> **Exercise**: Starting at the line that contains "Mark one point per instance of the stacked", return every line through the end of the entries below, exactly and with nothing else.

> **Material provided**:

******

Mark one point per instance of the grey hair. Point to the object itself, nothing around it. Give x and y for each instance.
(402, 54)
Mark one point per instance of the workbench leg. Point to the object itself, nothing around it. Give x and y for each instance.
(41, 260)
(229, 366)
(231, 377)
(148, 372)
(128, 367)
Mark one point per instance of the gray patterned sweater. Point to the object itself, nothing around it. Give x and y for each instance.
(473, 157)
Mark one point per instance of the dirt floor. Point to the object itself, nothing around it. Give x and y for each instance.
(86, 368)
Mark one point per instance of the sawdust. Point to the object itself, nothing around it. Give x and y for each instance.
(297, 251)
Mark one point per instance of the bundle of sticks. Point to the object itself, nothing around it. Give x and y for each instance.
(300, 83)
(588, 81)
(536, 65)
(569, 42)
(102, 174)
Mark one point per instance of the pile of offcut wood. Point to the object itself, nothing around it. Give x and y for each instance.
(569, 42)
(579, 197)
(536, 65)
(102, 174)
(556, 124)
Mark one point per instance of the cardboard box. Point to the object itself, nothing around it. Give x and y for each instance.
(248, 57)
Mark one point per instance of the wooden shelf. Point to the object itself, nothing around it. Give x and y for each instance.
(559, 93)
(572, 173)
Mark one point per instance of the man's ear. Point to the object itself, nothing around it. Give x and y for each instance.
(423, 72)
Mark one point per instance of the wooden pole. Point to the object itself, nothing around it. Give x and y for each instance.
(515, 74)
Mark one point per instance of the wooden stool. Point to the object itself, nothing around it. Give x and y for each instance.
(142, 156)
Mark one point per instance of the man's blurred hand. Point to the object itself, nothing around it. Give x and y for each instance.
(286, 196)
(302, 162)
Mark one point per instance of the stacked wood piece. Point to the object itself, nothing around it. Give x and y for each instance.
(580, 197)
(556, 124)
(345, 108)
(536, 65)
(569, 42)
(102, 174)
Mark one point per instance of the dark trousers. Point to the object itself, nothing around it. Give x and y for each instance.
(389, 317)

******

> **Response below**:
Mark one point per instance of the stacked wood piece. Point to the object itself, nothing around it. Give x and y for each instance.
(580, 197)
(556, 124)
(345, 108)
(536, 65)
(569, 42)
(102, 174)
Mark one point per instance of the dark trousers. Point to the object itself, nothing around it. Give x and y for each instance.
(389, 317)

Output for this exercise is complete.